ACTIVITY: Find the line with "A sample in" in the data below. Repeat it and every line after it exactly, but not the pictures.

AVAILABLE DATA:
+-------+

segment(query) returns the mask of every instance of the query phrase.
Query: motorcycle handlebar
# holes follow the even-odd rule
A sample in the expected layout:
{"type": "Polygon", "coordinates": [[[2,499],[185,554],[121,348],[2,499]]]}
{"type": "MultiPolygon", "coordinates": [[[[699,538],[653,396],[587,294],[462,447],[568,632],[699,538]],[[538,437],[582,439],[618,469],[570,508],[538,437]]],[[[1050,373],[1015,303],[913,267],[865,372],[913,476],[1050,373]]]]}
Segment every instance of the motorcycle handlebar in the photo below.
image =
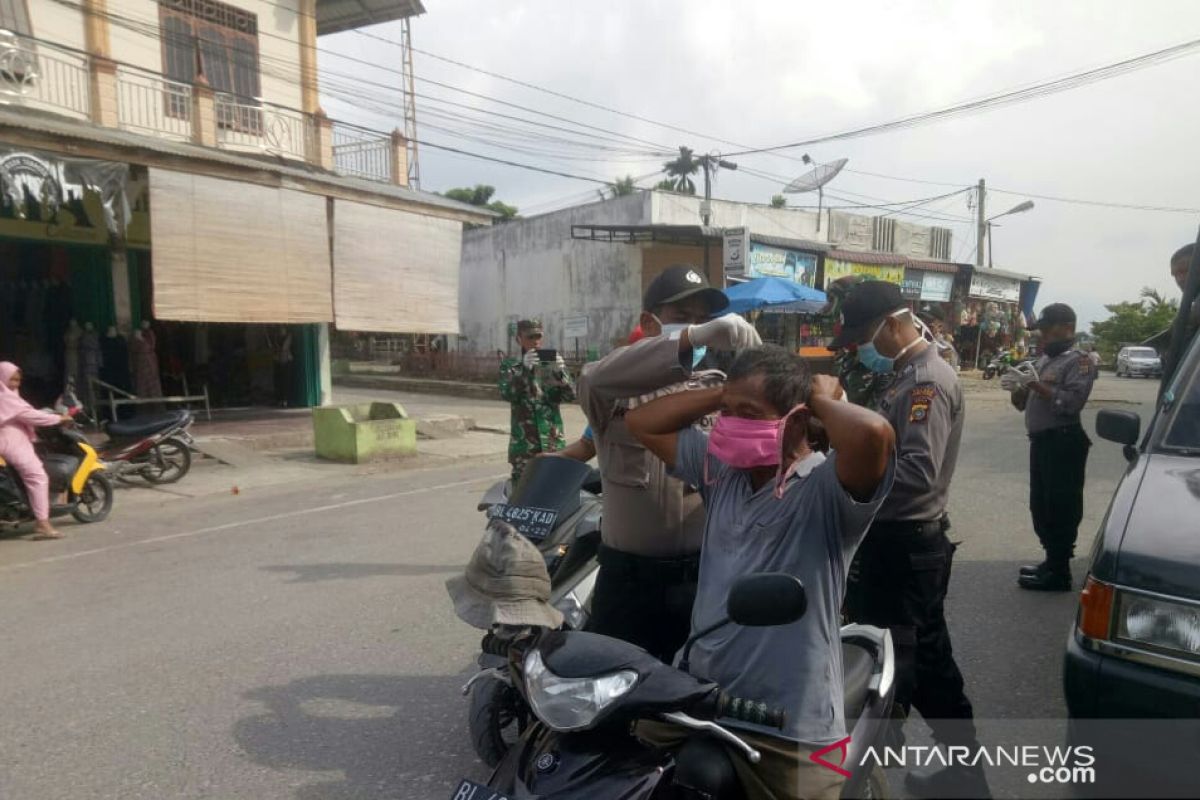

+-------+

EXPECTED OUTPUT:
A sample in the expected layout:
{"type": "Polygon", "coordinates": [[[2,499],[185,554],[121,348],[2,499]]]}
{"type": "MultiPolygon", "coordinates": [[[[699,538],[653,396],[587,294],[462,447],[568,632],[699,538]],[[538,437],[582,439],[618,469],[570,508],[538,437]]],[[[1050,373],[1015,303],[913,267],[865,372],[913,476],[1050,373]]]]}
Segment every instance of the motorcycle handlebar in the photo below.
image =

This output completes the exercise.